Instructions to follow: Identify every line in the records below that contains the string "stone", matching case exactly, and copy each of those lines.
━━━━━━
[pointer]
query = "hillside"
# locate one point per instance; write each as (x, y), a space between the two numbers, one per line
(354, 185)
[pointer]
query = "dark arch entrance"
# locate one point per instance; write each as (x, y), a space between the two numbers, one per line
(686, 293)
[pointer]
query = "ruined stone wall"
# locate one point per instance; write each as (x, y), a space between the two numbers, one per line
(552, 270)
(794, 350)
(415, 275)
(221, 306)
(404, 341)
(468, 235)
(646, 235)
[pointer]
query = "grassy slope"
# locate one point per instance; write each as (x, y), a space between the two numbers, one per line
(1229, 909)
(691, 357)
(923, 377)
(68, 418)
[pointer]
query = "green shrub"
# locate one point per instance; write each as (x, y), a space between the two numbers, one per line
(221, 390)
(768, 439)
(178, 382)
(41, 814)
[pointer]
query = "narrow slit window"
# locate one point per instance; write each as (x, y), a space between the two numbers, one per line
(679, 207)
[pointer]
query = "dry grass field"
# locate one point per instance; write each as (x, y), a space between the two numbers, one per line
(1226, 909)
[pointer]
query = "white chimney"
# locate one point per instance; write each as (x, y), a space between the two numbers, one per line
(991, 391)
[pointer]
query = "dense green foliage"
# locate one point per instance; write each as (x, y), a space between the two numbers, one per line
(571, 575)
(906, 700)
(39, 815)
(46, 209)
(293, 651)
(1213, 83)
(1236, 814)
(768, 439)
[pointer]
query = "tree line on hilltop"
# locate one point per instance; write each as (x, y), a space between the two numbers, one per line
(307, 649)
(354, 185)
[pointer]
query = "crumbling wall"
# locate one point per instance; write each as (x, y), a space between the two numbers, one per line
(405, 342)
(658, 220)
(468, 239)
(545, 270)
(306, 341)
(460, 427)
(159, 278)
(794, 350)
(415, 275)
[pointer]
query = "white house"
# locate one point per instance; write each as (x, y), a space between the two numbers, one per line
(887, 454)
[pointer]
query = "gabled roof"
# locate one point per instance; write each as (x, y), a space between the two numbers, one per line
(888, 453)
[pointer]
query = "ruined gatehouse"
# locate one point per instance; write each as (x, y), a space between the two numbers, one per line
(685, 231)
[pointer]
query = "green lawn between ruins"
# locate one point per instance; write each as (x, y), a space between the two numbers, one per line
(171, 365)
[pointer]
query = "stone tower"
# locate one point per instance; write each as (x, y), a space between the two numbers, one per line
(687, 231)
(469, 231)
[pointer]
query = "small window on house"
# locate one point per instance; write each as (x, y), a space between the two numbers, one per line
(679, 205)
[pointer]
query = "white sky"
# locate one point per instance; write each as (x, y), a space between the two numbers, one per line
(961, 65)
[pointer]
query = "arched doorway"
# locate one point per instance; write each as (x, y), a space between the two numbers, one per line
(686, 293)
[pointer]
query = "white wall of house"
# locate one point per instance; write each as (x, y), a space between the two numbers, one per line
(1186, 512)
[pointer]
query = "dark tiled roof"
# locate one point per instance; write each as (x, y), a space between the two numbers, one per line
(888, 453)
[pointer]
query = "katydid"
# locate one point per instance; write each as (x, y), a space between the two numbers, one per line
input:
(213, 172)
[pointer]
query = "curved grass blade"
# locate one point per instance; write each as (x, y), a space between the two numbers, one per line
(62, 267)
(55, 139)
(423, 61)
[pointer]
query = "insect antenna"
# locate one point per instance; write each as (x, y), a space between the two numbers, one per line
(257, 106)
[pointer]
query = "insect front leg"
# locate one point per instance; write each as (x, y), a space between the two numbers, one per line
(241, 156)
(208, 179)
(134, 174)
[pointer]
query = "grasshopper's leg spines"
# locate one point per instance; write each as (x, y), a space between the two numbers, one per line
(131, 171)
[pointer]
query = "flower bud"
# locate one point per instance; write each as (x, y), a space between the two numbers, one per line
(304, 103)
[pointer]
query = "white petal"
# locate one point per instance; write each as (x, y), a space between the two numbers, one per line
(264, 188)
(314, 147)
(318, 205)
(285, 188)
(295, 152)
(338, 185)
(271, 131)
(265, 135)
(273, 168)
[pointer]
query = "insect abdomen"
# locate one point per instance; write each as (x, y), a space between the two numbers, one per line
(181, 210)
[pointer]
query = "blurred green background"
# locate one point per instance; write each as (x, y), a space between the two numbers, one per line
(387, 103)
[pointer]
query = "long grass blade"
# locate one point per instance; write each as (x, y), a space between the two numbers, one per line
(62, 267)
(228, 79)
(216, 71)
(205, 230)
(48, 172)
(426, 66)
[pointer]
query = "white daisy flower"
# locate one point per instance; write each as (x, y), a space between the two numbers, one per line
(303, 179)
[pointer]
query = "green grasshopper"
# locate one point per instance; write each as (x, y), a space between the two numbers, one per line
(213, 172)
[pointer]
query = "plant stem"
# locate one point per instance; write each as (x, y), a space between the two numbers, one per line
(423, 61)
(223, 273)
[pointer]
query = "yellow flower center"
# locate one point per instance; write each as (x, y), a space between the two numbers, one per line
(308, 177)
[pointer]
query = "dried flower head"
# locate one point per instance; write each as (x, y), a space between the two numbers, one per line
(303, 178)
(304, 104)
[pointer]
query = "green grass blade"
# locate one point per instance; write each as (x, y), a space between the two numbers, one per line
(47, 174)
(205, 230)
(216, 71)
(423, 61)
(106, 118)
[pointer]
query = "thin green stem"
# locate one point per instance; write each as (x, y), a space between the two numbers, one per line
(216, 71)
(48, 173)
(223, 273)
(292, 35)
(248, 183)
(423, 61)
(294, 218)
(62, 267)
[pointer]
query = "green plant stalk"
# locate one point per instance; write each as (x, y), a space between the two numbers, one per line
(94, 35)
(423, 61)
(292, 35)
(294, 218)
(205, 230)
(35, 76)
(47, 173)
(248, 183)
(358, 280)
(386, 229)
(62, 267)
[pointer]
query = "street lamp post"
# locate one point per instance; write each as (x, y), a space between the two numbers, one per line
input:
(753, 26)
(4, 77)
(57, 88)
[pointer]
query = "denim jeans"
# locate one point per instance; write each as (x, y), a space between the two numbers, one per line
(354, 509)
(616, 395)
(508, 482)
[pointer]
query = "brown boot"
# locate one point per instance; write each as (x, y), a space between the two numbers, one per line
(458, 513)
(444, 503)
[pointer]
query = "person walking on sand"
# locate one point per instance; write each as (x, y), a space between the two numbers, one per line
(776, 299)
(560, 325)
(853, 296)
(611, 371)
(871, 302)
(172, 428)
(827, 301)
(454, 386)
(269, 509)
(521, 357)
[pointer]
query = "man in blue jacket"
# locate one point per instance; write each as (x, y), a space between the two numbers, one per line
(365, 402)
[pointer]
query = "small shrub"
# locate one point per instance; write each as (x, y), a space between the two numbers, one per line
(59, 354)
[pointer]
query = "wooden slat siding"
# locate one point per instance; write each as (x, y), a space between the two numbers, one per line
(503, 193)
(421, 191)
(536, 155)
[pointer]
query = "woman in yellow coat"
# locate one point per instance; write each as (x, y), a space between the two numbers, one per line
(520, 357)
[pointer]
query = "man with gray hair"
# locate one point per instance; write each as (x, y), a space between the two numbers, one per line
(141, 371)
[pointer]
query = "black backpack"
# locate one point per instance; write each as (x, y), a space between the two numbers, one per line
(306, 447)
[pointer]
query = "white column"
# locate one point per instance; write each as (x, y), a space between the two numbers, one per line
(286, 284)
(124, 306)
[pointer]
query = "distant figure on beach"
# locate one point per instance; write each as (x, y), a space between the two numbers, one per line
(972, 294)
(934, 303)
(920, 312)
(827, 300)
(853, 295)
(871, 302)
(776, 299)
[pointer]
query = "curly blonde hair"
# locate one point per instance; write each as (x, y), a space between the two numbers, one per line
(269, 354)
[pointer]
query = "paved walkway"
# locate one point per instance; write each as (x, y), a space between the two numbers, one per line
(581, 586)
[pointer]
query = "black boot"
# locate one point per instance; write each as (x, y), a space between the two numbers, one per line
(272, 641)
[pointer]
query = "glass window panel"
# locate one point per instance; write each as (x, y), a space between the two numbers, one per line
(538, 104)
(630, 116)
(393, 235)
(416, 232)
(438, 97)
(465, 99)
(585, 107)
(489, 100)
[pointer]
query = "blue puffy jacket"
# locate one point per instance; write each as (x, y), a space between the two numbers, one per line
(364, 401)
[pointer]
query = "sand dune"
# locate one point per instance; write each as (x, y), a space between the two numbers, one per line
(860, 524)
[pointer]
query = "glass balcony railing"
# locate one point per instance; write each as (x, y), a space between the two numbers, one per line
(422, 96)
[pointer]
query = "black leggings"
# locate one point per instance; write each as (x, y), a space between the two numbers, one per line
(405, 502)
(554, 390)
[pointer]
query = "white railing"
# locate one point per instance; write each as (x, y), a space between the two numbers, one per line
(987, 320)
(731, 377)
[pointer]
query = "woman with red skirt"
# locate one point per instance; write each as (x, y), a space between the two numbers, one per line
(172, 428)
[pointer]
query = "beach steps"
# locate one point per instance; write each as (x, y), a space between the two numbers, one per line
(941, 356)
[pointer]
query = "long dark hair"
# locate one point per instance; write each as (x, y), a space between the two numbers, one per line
━━━━━━
Exercise answer:
query = "ruined stone wall"
query = "stone tower"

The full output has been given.